## Begin DATA ENTRIES
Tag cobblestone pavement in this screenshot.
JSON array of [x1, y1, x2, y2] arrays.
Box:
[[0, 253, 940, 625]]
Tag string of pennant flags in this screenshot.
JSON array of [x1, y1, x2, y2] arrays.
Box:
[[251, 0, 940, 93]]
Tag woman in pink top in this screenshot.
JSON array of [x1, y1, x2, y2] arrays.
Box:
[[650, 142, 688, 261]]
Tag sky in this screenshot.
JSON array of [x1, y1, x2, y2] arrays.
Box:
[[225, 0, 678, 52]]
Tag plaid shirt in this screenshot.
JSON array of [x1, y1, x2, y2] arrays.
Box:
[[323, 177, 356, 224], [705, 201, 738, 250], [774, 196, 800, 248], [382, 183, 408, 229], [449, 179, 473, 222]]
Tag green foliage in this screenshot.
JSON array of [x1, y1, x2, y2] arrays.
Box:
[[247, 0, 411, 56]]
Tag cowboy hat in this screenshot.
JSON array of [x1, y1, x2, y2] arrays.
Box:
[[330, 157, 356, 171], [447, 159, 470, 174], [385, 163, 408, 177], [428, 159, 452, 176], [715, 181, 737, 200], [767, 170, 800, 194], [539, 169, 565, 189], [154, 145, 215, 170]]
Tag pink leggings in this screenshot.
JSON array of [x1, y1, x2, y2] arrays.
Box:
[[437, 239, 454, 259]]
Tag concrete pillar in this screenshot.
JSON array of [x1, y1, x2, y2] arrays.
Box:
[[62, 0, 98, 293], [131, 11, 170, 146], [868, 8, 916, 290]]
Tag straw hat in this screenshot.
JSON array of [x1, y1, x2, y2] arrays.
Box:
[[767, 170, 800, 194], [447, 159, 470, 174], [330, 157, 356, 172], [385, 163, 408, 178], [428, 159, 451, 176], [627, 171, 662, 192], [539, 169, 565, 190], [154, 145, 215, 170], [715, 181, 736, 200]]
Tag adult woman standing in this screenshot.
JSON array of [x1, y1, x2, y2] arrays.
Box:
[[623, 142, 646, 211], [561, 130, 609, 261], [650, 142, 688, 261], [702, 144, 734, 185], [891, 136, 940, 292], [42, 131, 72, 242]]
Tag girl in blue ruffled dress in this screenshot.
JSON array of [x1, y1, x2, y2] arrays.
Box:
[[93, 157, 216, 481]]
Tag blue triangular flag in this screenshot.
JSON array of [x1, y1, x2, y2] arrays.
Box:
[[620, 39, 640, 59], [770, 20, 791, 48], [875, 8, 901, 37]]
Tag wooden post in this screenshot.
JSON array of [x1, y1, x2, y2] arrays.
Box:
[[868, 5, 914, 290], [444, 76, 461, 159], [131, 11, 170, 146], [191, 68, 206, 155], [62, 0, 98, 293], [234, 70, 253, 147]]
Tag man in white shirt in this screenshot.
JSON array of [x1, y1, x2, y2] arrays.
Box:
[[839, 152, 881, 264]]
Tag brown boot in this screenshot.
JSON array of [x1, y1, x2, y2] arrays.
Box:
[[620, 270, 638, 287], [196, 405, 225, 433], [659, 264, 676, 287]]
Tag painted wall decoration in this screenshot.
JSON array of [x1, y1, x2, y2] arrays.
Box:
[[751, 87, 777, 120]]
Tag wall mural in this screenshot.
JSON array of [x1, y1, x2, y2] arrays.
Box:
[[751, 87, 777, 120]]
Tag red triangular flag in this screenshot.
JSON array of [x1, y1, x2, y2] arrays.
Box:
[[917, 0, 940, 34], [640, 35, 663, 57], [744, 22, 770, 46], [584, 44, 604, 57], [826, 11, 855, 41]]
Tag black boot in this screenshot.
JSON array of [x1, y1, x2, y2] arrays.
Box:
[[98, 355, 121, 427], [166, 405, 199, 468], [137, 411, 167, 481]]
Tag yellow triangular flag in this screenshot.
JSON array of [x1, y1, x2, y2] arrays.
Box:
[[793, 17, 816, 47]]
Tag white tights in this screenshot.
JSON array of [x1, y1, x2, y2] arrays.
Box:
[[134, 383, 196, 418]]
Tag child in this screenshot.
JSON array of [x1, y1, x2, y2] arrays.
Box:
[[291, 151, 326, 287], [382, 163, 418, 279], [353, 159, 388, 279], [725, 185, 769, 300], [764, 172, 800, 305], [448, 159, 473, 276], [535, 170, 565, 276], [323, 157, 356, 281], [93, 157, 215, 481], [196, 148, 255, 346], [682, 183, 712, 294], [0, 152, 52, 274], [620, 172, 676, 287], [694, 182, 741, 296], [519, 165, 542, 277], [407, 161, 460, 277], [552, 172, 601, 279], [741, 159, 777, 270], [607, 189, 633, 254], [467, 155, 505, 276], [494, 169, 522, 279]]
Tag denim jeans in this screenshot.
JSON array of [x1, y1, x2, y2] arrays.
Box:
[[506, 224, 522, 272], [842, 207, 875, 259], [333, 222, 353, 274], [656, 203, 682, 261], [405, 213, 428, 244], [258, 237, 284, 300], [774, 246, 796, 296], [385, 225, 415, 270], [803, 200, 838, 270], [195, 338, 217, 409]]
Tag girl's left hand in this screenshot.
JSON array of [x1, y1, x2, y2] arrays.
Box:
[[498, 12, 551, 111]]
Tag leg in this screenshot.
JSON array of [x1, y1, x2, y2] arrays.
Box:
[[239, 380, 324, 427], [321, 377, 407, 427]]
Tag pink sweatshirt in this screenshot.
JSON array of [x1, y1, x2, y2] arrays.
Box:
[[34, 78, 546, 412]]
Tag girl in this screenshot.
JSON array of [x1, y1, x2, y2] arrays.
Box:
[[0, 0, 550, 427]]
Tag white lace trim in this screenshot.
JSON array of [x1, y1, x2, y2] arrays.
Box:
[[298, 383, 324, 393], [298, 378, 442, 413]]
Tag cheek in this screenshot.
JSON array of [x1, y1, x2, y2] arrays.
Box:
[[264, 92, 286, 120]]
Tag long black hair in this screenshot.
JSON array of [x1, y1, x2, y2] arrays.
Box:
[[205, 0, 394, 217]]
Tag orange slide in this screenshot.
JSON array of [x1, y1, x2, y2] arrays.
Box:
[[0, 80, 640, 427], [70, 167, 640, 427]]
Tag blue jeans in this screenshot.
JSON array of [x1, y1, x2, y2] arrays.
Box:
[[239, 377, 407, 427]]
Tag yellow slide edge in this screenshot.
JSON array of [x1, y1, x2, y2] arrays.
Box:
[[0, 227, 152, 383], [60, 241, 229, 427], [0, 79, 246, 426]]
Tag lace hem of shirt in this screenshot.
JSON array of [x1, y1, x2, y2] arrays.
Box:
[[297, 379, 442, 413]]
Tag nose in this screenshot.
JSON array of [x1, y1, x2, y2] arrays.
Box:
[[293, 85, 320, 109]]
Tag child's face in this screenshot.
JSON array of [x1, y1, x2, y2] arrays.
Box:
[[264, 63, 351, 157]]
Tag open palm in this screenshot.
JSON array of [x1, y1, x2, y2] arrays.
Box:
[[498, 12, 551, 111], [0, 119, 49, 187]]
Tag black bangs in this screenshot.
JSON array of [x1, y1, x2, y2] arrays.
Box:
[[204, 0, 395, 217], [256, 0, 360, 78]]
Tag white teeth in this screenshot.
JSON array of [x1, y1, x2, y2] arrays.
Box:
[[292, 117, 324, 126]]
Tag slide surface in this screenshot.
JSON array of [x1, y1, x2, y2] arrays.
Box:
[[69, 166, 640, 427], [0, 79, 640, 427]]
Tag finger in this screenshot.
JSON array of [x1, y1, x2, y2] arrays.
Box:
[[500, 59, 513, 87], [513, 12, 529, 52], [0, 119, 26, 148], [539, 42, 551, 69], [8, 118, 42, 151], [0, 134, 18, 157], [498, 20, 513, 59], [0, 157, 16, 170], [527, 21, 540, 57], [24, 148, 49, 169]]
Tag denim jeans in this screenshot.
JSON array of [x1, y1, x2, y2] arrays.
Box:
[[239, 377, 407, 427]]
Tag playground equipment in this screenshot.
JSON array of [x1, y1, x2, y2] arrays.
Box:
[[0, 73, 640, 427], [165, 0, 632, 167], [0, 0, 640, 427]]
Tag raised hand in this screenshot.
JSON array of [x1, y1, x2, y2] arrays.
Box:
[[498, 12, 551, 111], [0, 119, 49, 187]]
## End DATA ENTRIES
TO BE DONE: Please copy out every line of the data above that contains the word "slide".

RESULT FOR THIS TASK:
Tag orange slide in this screenshot.
Tag yellow slide edge in this screenshot.
Tag slide surface in this screenshot.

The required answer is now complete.